Better Together: Complementary Architecture

Olla and GPUStack work excellently together:

# Olla configuration
endpoints:
  # GPUStack-managed endpoints
  - name: gpustack-pool-1
    url: http://gpustack-1.internal:8080
    priority: 1
    type: openai

  - name: gpustack-pool-2
    url: http://gpustack-2.internal:8080
    priority: 1
    type: openai

  # Other endpoints
  - name: ollama-backup
    url: http://backup-server:11434
    priority: 2
    type: ollama

  - name: cloud-overflow
    url: http://litellm:8000
    priority: 10
    type: openai

Benefits of Combined Deployment:

  1. GPUStack manages the GPU infrastructure
  2. Deploys models based on demand
  3. Handles GPU allocation
  4. Manages model lifecycle

  5. Olla provides the reliability layer

  6. Routes between GPUStack instances
  7. Fails over to backup endpoints
  8. Provides circuit breakers
  9. Unifies access to all endpoints

Real-World Scenarios

Scenario 1: GPU Cluster with Fallbacks

                 Olla
    ┌─────────────┼─────────────┐
    ↓             ↓             ↓
GPUStack     Ollama        Cloud API
(Primary)   (Backup)      (Overflow)

How it works:

  • GPUStack manages your main GPU cluster
  • Olla routes requests, preferring GPUStack
  • Falls back to Ollama if cluster is busy
  • Overflows to cloud if everything is saturated

Scenario 2: Multi-Site Deployment

        Global Olla Instance
    ┌───────────┼───────────┐
    ↓           ↓           ↓
GPUStack    GPUStack    Direct
(Sydney)   (Melbourne)  Endpoints

Scenario 3: Development to Production

Development:  Laptop → Olla → Local Ollama
                    Cloud (fallback)

Production:   Apps → Olla → GPUStack Cluster
                  Cloud (overflow)

Integration Patterns

Pattern 1: GPUStack Primary, Others Secondary

# Olla prioritises GPUStack but maintains alternatives
endpoints:
  - name: gpustack-primary
    url: http://gpustack:8080
    priority: 1
  - name: manual-backup
    url: http://ollama:11434
    priority: 5

Pattern 2: Geographic Distribution

# Olla routes to nearest GPUStack region
endpoints:
  - name: gpustack-syd
    url: http://syd.gpustack:8080
    priority: 1  # For Sydney users
  - name: gpustack-mel
    url: http://mel.gpustack:8080
    priority: 1  # For Melbourne users

Performance Considerations

Resource Usage

  • Olla: ~40MB RAM, negligible CPU
  • GPUStack: Platform overhead + model memory
  • Combined: Minimal additional overhead from Olla

Latency

  • Olla routing: <2ms overhead
  • GPUStack: Model loading time (first request)

---------------

Try it
Please continue the Olla and GPUStack write-up, picking up right after its final line.

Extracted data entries
---------------

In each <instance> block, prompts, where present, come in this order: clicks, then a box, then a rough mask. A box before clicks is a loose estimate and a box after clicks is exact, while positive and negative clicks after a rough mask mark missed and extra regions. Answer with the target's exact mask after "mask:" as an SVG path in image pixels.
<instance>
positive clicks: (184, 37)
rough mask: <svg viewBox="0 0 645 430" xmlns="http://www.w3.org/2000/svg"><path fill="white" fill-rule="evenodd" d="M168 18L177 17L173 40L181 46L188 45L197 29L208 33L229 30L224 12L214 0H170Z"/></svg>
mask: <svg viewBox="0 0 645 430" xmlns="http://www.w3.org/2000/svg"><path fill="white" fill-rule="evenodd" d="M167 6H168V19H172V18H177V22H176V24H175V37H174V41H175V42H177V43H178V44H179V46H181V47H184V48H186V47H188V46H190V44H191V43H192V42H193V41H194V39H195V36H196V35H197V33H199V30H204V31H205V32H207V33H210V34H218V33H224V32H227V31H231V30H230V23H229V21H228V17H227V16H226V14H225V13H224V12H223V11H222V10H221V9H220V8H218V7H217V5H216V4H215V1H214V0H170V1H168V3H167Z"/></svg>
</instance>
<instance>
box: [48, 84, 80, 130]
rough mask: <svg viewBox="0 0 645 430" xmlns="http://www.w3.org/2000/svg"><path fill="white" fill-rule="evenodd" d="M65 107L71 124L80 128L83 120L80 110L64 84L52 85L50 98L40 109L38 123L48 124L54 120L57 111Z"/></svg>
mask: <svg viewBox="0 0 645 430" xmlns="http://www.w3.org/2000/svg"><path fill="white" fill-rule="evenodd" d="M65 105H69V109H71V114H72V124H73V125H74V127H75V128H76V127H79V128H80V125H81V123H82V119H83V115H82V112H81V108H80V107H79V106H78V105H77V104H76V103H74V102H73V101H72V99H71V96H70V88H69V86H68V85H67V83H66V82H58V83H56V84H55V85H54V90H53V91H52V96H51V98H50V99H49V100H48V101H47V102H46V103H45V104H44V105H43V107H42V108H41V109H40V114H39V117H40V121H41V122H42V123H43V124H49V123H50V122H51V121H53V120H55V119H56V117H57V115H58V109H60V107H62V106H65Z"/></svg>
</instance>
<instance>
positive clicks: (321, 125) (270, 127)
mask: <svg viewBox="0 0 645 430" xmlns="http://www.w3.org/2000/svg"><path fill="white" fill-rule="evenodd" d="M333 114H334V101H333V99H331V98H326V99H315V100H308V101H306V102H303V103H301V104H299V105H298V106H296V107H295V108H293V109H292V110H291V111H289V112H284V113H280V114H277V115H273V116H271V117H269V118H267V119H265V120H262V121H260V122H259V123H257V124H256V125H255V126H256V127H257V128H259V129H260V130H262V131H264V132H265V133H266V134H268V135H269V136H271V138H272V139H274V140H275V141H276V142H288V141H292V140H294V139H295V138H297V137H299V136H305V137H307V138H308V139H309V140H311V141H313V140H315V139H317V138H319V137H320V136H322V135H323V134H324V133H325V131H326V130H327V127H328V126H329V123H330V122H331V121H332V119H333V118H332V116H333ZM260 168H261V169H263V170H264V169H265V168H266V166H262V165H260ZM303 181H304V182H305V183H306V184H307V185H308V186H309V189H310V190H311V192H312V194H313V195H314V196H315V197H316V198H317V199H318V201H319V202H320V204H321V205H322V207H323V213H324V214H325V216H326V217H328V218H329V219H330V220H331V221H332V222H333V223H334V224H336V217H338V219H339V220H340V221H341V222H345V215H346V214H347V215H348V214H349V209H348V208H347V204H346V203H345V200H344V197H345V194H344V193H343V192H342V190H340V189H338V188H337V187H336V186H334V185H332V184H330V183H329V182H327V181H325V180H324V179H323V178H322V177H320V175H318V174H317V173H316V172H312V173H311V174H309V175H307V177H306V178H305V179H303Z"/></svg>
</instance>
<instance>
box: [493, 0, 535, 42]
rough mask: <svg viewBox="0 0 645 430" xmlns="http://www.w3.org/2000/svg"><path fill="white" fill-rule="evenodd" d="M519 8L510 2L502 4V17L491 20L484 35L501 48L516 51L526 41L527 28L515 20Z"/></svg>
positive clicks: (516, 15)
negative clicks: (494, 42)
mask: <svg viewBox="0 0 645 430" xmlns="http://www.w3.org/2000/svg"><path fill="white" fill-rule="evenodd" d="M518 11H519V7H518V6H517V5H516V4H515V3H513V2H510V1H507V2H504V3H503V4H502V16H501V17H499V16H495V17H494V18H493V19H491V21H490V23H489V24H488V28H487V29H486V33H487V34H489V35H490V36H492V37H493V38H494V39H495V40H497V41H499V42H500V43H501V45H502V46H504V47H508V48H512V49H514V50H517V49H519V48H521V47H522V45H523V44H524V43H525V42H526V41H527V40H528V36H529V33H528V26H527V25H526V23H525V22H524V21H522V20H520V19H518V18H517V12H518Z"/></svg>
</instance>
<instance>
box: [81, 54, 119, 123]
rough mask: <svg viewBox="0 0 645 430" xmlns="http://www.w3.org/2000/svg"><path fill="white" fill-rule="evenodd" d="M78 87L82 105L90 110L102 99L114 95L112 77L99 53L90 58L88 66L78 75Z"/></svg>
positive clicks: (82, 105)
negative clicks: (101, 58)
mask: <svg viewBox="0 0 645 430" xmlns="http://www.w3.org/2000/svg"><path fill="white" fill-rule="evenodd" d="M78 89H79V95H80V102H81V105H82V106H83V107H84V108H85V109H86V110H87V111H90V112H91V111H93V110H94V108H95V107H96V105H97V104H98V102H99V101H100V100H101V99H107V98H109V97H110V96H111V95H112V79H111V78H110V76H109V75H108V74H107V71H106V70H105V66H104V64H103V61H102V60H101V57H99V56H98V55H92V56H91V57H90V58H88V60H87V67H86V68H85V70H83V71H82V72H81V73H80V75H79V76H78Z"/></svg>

---------------

Output below
  • Combined: Olla can route around cold-start delays

Common Questions

Q: Does Olla duplicate GPUStack's routing? A: No. GPUStack does basic request distribution. Olla adds sophisticated load balancing, circuit breakers, and multi-provider support.

Q: Can Olla deploy models like GPUStack? A: No. Olla only routes to existing endpoints. Use GPUStack for model deployment.

Q: Should I use both in production? A: Yes, if you need both GPU orchestration and reliable routing. They're designed for different layers.

Q: Can Olla route to non-GPUStack endpoints? A: Absolutely! Olla works with any HTTP-based LLM endpoint.

Migration Patterns

Adding Olla to GPUStack

  1. Deploy Olla in front of GPUStack endpoints
  2. Configure health checks and priorities
  3. Add backup endpoints (Ollama, cloud)
  4. Point applications to Olla

Adding GPUStack to Olla Setup

  1. Deploy GPUStack cluster
  2. Add GPUStack endpoints to Olla config
  3. Set appropriate priorities
  4. Monitor and adjust load balancing

Conclusion

GPUStack and Olla are complementary tools that excel at different layers:

  • GPUStack: Infrastructure orchestration and model deployment
  • Olla: Intelligent routing and reliability

Together, they provide a complete solution: GPUStack manages your GPU infrastructure while Olla ensures reliable, intelligent access to all your LLM resources.